Start Input records

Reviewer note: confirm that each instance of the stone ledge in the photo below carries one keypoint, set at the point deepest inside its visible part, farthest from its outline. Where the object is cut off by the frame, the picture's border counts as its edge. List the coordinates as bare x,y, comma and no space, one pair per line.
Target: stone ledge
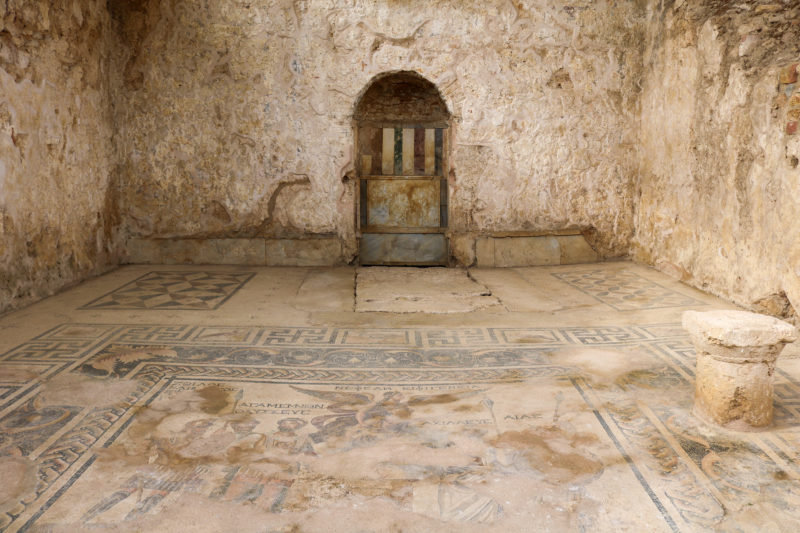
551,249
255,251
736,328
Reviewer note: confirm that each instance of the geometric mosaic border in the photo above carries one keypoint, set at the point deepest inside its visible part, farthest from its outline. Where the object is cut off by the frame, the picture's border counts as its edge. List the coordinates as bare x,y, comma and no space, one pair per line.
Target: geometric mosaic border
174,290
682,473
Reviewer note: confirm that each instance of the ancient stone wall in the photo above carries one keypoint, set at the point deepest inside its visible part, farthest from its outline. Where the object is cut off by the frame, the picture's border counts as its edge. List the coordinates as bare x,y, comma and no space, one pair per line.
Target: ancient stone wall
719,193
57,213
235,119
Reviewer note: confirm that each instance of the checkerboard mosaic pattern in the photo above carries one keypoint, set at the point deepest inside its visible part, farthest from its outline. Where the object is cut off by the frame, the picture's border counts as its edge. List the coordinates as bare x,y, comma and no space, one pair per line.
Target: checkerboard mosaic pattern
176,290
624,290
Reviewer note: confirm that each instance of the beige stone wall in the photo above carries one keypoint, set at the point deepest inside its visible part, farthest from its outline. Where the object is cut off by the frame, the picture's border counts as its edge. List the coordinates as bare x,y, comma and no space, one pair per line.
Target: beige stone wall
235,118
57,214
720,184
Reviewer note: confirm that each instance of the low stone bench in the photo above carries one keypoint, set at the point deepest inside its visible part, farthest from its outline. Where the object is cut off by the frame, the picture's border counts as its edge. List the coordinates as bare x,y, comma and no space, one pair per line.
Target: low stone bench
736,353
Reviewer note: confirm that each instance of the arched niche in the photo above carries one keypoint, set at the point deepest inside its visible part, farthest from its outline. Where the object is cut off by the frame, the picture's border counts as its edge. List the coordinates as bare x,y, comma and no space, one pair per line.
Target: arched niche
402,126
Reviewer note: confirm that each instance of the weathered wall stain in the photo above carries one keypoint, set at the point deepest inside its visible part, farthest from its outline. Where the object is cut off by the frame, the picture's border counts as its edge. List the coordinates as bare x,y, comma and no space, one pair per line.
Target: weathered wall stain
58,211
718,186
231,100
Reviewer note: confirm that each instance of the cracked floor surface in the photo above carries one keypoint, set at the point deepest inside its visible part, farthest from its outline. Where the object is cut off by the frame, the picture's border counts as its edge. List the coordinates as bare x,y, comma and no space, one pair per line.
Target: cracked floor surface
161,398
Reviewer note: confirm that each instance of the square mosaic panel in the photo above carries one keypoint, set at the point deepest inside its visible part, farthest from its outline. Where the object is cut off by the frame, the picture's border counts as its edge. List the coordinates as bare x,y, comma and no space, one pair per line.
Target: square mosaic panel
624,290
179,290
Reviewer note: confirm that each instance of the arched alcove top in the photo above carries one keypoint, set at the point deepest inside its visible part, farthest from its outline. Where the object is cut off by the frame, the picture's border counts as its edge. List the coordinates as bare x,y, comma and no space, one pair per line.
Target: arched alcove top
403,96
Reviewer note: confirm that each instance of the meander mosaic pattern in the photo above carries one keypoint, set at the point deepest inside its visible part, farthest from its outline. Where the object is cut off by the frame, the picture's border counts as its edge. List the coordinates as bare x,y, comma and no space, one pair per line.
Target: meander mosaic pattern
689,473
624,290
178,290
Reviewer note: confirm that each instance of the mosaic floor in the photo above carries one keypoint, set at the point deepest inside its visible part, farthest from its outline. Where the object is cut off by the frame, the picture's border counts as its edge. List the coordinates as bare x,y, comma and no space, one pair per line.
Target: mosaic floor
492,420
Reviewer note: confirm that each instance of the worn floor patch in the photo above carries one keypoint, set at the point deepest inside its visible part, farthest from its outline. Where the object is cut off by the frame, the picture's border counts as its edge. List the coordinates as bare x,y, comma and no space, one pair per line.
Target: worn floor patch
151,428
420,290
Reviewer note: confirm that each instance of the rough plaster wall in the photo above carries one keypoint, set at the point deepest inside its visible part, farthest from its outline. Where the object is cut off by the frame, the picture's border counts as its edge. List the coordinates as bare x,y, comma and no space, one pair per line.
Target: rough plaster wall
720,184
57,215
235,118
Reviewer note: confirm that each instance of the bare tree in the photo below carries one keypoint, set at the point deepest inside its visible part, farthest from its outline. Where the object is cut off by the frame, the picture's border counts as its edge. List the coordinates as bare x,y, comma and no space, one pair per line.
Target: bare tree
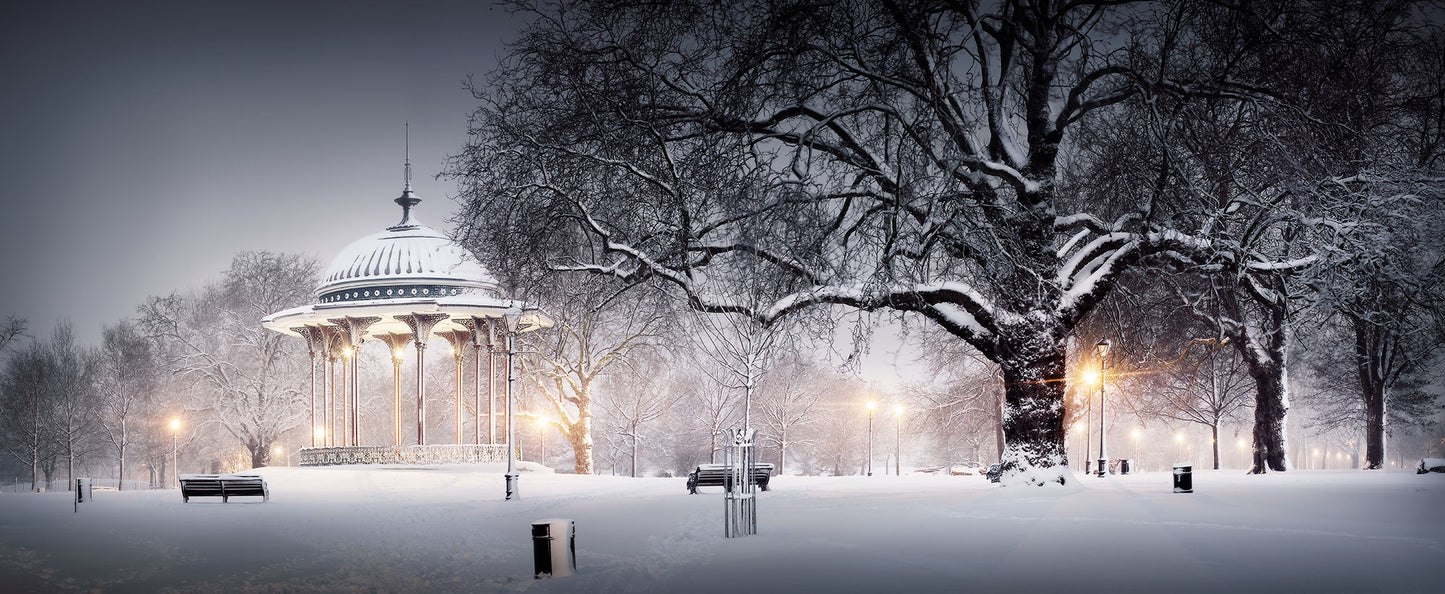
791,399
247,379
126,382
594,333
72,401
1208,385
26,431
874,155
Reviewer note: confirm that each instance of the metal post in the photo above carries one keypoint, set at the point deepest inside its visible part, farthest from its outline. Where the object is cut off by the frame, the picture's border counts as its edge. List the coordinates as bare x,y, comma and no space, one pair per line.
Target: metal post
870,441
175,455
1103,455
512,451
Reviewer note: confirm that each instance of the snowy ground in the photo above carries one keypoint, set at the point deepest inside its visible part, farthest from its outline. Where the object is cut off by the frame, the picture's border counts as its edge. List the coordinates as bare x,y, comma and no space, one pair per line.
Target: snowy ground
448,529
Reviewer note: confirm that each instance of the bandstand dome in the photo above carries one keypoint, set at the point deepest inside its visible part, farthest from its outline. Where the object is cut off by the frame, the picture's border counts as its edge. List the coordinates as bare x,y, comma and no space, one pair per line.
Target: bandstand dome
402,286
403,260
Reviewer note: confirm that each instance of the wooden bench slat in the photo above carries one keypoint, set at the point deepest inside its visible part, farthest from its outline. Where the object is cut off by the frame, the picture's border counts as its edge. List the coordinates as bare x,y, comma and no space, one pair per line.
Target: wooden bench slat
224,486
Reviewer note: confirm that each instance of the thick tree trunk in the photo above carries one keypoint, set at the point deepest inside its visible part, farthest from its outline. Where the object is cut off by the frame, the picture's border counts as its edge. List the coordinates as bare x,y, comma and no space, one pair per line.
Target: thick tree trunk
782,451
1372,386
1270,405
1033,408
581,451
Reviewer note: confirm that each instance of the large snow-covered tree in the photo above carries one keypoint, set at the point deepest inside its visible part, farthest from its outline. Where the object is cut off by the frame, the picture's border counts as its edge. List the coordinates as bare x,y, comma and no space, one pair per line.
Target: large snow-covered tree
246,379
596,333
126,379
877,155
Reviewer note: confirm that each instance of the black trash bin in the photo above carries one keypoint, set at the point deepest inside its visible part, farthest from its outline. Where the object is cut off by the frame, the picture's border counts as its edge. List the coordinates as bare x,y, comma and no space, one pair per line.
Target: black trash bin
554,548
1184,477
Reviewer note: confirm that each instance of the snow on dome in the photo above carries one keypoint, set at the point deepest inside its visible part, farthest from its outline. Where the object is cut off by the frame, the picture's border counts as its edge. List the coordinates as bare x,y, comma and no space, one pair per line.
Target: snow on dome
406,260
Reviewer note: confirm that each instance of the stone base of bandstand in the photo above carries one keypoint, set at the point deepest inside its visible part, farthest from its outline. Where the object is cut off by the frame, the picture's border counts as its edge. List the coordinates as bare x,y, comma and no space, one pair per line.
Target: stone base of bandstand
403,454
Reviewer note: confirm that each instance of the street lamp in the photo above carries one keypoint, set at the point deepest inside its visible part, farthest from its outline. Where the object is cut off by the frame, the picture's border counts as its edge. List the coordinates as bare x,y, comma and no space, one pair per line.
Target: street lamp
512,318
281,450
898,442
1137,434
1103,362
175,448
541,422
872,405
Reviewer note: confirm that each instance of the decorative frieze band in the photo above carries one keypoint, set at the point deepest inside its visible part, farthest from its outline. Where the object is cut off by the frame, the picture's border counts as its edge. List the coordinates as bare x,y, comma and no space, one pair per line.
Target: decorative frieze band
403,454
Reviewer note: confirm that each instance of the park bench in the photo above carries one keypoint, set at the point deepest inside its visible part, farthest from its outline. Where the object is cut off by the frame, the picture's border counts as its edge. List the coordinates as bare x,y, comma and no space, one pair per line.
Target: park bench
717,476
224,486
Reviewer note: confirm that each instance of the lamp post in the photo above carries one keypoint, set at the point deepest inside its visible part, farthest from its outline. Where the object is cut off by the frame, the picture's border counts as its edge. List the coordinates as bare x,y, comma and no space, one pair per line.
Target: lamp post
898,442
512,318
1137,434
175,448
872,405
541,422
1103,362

End Input records

Task details. Rescale the lines from the one containing "Reviewer note: confirm that each instance of the stone base" through the end of the records, both ends included, by restating every line with the requests intact and multiplying each keypoint coordinate in the answers by 0.5, rounded to a whole number with halves rounded up. Leave all numbers in the requests unchanged.

Written solution.
Reviewer note: confirm that each instance of the stone base of bandstand in the photo above carries one keypoint, set at the point deepest inside its visible part, farthest from its outline. Where the object is cut off by the frame, the picture's border counts as its edge. List the coordinates as bare x,y, comma and no space, one pair per line.
Target: stone base of bandstand
202,227
Reviewer note: confirm that each instance of the street lamp in the photo above carries one keypoint, set at the point deepest inside its visible part, farthest from its outline. Where the object is cut off by the frame, the picture's border counts as its edge. List the coordinates as bare x,y, comma and no space, one pair per line.
Target: street lamp
256,159
141,225
449,221
569,217
552,181
88,224
271,211
436,203
Reviewer note: confirm that each instance of the decorative frieze band in the photo above carries one keypoint, set at the point deepest inside its visible part, farthest from its outline. Where the object is cut off by the frame, the picture's border counts as its edge. List the coordinates as bare x,y, comma and no space, one pair per line.
Target: decorative frieze band
202,227
Reviewer note: confirm that each instance of the park bench in the photo above carries one keypoint, set at the point deepest inside its visible part, farthest from its outline. Where the object is cut off by the frame, the picture's border counts as its edge. List the coordinates as bare x,y, comma and no space, one pair per line.
Target: park bench
359,238
112,243
Reviewer note: confirm that each instance of the lamp post in the photo above carries one keypoint, set at the point deepest inside its visible part, farthest from its outline. Where the object is cut off by the frame, the picture's border counts as its edge. List the coordinates as bare x,y, comma and no space, one pair per line.
Target: lamp post
449,221
256,159
569,217
88,224
436,203
271,211
552,181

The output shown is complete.